* start Data shown *
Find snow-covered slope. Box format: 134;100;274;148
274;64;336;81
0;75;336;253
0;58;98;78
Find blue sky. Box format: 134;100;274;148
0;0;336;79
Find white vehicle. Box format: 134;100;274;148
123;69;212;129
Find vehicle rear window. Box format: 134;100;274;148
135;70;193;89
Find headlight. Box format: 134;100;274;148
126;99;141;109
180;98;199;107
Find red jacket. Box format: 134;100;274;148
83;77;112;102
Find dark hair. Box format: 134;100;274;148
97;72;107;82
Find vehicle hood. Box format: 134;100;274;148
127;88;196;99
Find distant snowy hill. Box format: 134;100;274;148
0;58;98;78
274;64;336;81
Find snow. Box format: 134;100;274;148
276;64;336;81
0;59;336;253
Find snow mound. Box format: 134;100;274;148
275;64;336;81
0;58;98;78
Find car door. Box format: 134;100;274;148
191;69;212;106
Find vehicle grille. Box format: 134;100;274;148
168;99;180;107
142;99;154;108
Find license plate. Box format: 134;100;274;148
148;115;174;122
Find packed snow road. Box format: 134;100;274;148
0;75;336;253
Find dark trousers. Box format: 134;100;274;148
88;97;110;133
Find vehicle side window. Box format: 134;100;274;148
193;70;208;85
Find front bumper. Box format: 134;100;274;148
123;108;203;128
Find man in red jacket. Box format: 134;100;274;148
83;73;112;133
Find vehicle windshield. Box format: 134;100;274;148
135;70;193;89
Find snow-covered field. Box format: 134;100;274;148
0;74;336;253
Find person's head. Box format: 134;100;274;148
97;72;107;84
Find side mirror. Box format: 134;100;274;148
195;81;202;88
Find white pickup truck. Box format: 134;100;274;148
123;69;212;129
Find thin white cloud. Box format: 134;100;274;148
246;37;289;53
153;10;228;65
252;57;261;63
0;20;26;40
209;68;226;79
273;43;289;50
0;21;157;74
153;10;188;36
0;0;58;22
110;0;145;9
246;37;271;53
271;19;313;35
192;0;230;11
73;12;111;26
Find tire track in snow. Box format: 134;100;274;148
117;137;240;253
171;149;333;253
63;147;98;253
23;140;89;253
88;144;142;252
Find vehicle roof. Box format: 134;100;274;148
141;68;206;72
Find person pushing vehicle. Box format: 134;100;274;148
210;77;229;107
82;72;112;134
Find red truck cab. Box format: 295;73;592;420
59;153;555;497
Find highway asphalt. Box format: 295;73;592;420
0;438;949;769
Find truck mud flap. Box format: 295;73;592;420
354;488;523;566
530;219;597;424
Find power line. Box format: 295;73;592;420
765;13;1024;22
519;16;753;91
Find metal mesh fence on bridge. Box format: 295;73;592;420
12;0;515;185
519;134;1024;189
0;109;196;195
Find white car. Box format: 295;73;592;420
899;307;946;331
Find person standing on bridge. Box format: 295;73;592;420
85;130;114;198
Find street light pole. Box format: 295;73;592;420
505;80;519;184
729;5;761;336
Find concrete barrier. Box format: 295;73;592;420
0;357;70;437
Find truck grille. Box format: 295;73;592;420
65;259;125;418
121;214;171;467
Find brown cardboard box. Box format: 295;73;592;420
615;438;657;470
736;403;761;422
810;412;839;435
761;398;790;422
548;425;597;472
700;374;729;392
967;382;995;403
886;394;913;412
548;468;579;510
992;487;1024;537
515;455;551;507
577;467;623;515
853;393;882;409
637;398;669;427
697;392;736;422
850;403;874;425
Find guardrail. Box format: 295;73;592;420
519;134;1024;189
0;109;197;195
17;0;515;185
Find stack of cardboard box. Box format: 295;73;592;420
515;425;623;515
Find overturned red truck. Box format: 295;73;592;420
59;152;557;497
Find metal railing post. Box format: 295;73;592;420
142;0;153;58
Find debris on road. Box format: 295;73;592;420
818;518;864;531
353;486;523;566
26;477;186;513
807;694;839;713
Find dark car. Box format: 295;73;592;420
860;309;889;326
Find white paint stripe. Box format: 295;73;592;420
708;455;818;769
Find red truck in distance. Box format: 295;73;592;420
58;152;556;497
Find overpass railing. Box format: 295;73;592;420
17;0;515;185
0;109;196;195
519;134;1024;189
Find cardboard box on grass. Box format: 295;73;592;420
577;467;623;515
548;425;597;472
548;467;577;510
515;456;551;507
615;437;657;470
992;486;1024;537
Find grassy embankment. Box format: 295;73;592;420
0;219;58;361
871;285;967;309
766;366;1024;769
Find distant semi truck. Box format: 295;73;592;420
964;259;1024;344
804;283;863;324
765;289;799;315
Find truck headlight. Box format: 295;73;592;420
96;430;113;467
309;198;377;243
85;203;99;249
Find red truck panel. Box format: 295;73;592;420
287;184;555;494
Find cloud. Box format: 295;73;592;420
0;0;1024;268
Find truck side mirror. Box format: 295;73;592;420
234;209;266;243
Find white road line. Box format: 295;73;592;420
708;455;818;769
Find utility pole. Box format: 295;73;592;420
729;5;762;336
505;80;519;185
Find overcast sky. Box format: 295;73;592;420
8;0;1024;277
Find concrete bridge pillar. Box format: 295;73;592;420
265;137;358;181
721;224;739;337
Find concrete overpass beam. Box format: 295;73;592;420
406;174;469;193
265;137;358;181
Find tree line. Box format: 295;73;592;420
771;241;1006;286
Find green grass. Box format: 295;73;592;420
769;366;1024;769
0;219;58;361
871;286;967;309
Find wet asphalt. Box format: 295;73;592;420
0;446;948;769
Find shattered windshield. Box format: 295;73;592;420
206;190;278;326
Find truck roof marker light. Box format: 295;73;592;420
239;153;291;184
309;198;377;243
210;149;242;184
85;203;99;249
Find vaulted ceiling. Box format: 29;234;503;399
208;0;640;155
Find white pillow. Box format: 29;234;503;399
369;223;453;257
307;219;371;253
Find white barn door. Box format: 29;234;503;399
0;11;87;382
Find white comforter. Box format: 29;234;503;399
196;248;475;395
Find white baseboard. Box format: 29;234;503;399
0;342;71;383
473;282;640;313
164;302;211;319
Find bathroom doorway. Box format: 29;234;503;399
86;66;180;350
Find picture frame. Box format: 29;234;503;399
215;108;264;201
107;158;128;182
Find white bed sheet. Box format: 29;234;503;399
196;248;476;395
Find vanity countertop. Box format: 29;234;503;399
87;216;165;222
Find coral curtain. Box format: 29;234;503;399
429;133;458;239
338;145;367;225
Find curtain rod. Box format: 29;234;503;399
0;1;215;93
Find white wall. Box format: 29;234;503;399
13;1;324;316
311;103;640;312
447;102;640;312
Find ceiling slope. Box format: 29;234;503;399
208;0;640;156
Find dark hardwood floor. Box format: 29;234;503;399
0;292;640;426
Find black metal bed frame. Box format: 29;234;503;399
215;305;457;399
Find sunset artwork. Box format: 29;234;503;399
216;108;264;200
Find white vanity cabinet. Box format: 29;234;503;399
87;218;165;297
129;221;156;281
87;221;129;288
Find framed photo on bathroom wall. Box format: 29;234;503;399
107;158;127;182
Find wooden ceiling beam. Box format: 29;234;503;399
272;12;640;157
* end Data shown *
_Aim:_
Reproduce the data, keeping every line exactly the same.

_Right answer:_
Find snow-covered slope. Box format: 134;100;274;148
274;64;336;81
0;75;336;253
0;58;98;78
Find blue sky. Box format: 134;100;274;148
0;0;336;79
Find white vehicle. Box format: 134;100;274;148
123;69;212;129
Find vehicle rear window. Box format: 134;100;274;148
135;70;193;89
Find headlight. Box format: 134;100;274;148
126;99;141;109
180;98;199;107
Find red jacket. Box format: 134;100;274;148
83;77;112;102
Find dark hair. Box format: 134;100;274;148
97;72;107;82
Find vehicle hood. Box format: 134;100;274;148
127;88;196;99
Find distant snowy hill. Box format: 134;100;274;148
0;58;98;78
274;64;336;81
Find snow. Box format: 134;100;274;148
276;64;336;81
0;59;336;253
Find snow mound. Box format: 134;100;274;148
275;64;336;81
0;58;98;78
Find car door. Box format: 134;100;274;148
191;69;212;106
Find vehicle grille. Box format: 134;100;274;148
168;99;180;107
142;99;154;108
Find license plate. Box format: 134;100;274;148
148;115;174;122
Find packed snow road. Box format: 134;100;274;148
0;75;336;253
Find dark trousers. Box format: 134;100;274;148
88;97;110;133
Find vehicle side window. Box format: 134;100;274;148
193;70;208;85
Find front bumper. Box format: 134;100;274;148
123;108;203;128
Find man in red jacket. Box format: 134;100;274;148
83;73;112;133
Find vehicle windshield. Box format: 134;100;274;148
135;70;193;89
Find snow-covered field. Box format: 134;100;274;148
0;74;336;253
Find person's head. Box format: 134;100;274;148
97;72;107;84
Find side mirror. Box format: 134;100;274;148
195;81;202;88
Find white pickup truck. Box format: 134;100;274;148
123;69;212;129
Find thin white cloud. Box format: 134;100;274;148
246;37;289;53
153;10;228;65
252;57;261;63
0;20;26;40
209;68;226;79
273;43;289;50
0;21;157;74
153;10;188;36
0;0;58;22
110;0;145;9
246;37;271;53
271;19;313;35
192;0;230;11
73;12;111;26
Find tire track in snow. Box format: 134;100;274;148
117;137;240;253
171;149;333;253
63;147;98;253
23;140;89;253
88;144;142;252
Find vehicle roof. Box format: 134;100;274;148
141;68;206;72
Find person pushing vehicle. Box format: 134;100;274;148
210;77;229;107
82;72;112;134
Find red truck cab. Box format: 295;73;592;420
59;153;555;497
Find highway asphalt. Box format: 295;73;592;420
0;438;949;769
Find truck mud flap. Box format: 295;73;592;420
354;488;523;566
530;219;597;424
Find power line. Box format: 295;73;592;420
765;13;1024;22
519;16;753;91
Find metal mesh fence on bridge. Box format: 295;73;592;420
12;0;515;185
519;134;1024;189
0;109;196;195
Find white car. Box format: 295;73;592;420
899;307;946;331
Find person standing on bridge. Box format: 295;73;592;420
85;130;114;198
Find street light pole. Box format: 295;73;592;420
505;80;519;184
729;5;761;336
Find concrete barrier. Box format: 295;73;592;420
0;357;70;437
Find truck grille. Box format: 295;73;592;420
65;259;125;418
121;214;171;467
Find brown cardboard box. Box format: 295;73;592;420
615;438;657;470
736;403;761;422
810;412;839;435
761;398;790;422
548;425;597;472
700;374;729;392
967;382;995;403
886;394;913;412
548;468;579;510
992;487;1024;537
515;455;551;507
577;467;623;515
853;393;882;409
637;398;669;427
697;392;736;422
850;403;874;425
Find guardrail. Box format: 295;73;592;420
519;134;1024;189
0;109;197;195
17;0;515;185
Find stack of cardboard box. Box format: 295;73;592;420
515;425;623;515
Find overturned red truck. Box format: 295;73;592;420
59;152;557;497
Find metal railing post. Box format: 295;73;592;420
142;0;153;58
Find debris on road. Box format: 295;73;592;420
818;518;864;531
353;486;523;566
26;477;186;513
807;694;839;713
Find dark car. Box format: 295;73;592;420
860;309;889;326
Find white paint stripe. Box format: 295;73;592;420
708;455;818;769
Find red truck in distance. Box format: 295;73;592;420
58;152;556;497
Find overpass railing. Box format: 295;73;592;420
17;0;515;185
0;109;196;195
519;134;1024;189
Find cardboard box on grass. Box format: 295;73;592;420
577;467;623;515
548;425;597;472
548;467;577;510
515;456;551;507
615;437;657;470
992;486;1024;537
Find grassy embankment. Box format: 295;73;592;420
0;219;58;361
871;285;967;309
766;366;1024;769
Find distant semi truck. Box format: 295;73;592;420
964;259;1024;344
804;283;863;324
765;289;799;315
Find truck headlight. Box format: 295;73;592;420
96;430;113;467
309;198;377;243
85;203;99;249
Find red truck panel. Box format: 295;73;592;420
287;184;555;494
Find cloud. Box format: 295;73;592;420
0;0;1024;268
Find truck side mirror. Box format: 295;73;592;420
234;209;266;243
Find white road line. Box format: 295;73;592;420
708;455;818;769
Find utility pole. Box format: 295;73;592;420
729;5;762;336
505;80;519;185
Find overcast sky. Box format: 295;73;592;420
8;0;1024;277
Find concrete bridge pillar. Box format: 295;73;592;420
265;137;358;181
721;224;739;337
Find concrete overpass beam. Box format: 295;73;592;420
406;174;469;193
265;137;358;181
Find tree line. Box format: 295;73;592;420
771;241;1006;286
Find green grass. Box format: 295;73;592;420
769;366;1024;769
0;219;58;361
871;286;967;309
Find wet asphalt. Box format: 295;73;592;420
0;446;948;769
Find shattered windshield. Box format: 295;73;592;420
206;190;278;326
Find truck roof marker light. Box format: 295;73;592;420
239;153;291;184
309;198;377;243
210;149;242;184
85;203;99;249
Find vaulted ceiling. Box format: 29;234;503;399
208;0;640;155
Find white pillow. Box format: 29;234;503;399
369;223;453;257
307;219;371;253
Find white barn door. Box format: 29;234;503;399
0;11;87;382
Find white comforter. Box format: 29;234;503;399
196;248;475;395
Find white baseboard. Box format: 29;234;503;399
0;342;71;383
473;282;640;313
164;302;211;319
Find bathroom doorway. Box format: 29;234;503;399
86;66;180;350
Find picture frame. Box format: 29;234;503;399
215;108;264;201
107;158;128;182
Find white bed sheet. Box format: 29;234;503;399
196;248;476;395
Find vanity countertop. Box format: 29;234;503;399
87;216;165;222
Find coral curtain. Box format: 29;234;503;399
429;133;458;239
338;145;367;225
Find curtain rod. Box format: 29;234;503;399
0;1;215;93
Find white wall. Box format: 29;234;503;399
13;1;324;316
311;103;640;312
447;102;640;312
Find ceiling slope. Box format: 29;234;503;399
208;0;640;156
Find dark hardwood floor. Box format: 29;234;503;399
0;292;640;426
Find black metal bed frame. Box format: 29;234;503;399
215;305;457;399
Find sunset artwork. Box format: 29;234;503;399
216;108;264;200
Find white vanity cabinet. Box format: 29;234;503;399
87;218;165;297
129;221;156;281
87;221;129;288
Find framed photo on bathroom wall. Box format: 29;234;503;399
107;158;127;182
Find wooden ceiling beam. Box format: 29;234;503;399
272;12;640;157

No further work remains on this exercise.